● Text segment
****

Who
Deb Hatley, Owner of Hatley Pointe, North Carolina
Recorded on
July 30, 2025
About Hatley Pointe
Click here for a mountain stats overview
Owned by: Deb and David Hatley since 2023 - purchased from Orville English, who had owned and operated the resort since 1992
Located in: Mars Hill, North Carolina
Year founded: 1969 (as Wolf Laurel or Wolf Ridge; both names used over the decades)
Pass affiliations: Indy Pass, Indy+ Pass – 2 days, no blackouts
Closest neighboring ski areas: Cataloochee (1:25), Sugar Mountain (1:26)
Base elevation: 4,000 feet
Summit elevation: 4,700 feet
Vertical drop: 700 feet
Skiable acres: 54
Average annual snowfall: 65 inches
Trail count: 21 (4 beginner, 11 intermediate, 6 advanced)
Lift count: 4 active (1 fixed-grip quad, 1 ropetow, 2 carpets); 2 inactive, both on the upper mountain (1 fixed-grip quad, 1 double)
Why I interviewed her
Our world has not one map, but many. Nature drew its own with waterways and mountain ranges and ecosystems and tectonic plates. We drew our maps on top of these, to track our roads and borders and political districts and pipelines and railroad tracks.
Our maps are functional, simplistic. They insist on fictions. Like the 1,260-mile-long imaginary straight line that supposedly splices the United States from Canada between Washington State and Minnesota. This frontier is real so long as we say so, but if humanity disappeared tomorrow, so would that line.
Nature’s maps are more resilient. This is where water flows because this is where water flows. If we all go away, the water keeps flowing. This flow, in turn, impacts the shape and function of the entire world.
One of nature’s most interesting maps is its mountain map. For most of human existence, mountains mattered much more to us than they do now. Meaning: we had to respect these giant rocks because they stood convincingly in our way. It took European settlers centuries to navigate en masse over the Appalachians, which is not even a severe mountain range, by global mountain-range standards. But paved roads and tunnels and gas stations every five miles have muted these mountains’ drama. You can now drive from the Atlantic Ocean to the Midwest in half a day.

****

● Dataset excerpts
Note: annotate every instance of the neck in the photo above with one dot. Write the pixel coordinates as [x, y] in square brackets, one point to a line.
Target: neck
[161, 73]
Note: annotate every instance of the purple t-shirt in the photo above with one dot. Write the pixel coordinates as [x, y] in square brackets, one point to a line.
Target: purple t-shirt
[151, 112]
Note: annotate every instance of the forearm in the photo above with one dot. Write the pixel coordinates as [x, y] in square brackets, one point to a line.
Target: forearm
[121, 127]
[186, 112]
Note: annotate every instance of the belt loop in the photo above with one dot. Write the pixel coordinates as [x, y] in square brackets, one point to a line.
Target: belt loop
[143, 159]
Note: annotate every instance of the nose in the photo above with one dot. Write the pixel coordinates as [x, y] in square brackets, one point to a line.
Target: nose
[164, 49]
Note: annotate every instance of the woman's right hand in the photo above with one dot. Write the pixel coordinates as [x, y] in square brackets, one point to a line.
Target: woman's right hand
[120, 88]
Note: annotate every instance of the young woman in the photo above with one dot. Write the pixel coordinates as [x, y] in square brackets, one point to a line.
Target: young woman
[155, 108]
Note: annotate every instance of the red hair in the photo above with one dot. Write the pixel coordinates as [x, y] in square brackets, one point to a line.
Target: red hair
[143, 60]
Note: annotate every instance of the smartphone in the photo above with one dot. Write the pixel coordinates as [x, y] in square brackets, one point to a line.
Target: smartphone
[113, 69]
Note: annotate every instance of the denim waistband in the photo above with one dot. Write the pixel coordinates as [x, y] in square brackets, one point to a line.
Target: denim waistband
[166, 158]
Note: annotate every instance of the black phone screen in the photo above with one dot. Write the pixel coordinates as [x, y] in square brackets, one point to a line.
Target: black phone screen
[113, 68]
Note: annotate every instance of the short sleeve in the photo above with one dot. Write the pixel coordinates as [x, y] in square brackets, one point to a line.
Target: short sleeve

****

● Your tasks
a) Summarize the Hatley Pointe page in two sentences.
b) Please return the Hatley Pointe page's text from "Lift count: 4" to "would that line.".

● Set of answers
a) Hatley Pointe, a ski resort in Mars Hill, North Carolina, founded in 1969 and owned by Deb and David Hatley since 2023, has a 700-foot vertical drop, 54 skiable acres and 21 trails. The page argues that nature's maps, including its mountain map, are more resilient than human-drawn ones, even though paved roads and tunnels have muted the drama of mountains like the Appalachians.

b)
Lift count: 4 active (1 fixed-grip quad, 1 ropetow, 2 carpets); 2 inactive, both on the upper mountain (1 fixed-grip quad, 1 double)
Why I interviewed her
Our world has not one map, but many. Nature drew its own with waterways and mountain ranges and ecosystems and tectonic plates. We drew our maps on top of these, to track our roads and borders and political districts and pipelines and railroad tracks.
Our maps are functional, simplistic. They insist on fictions. Like the 1,260-mile-long imaginary straight line that supposedly splices the United States from Canada between Washington State and Minnesota. This frontier is real so long as we say so, but if humanity disappeared tomorrow, so would that line.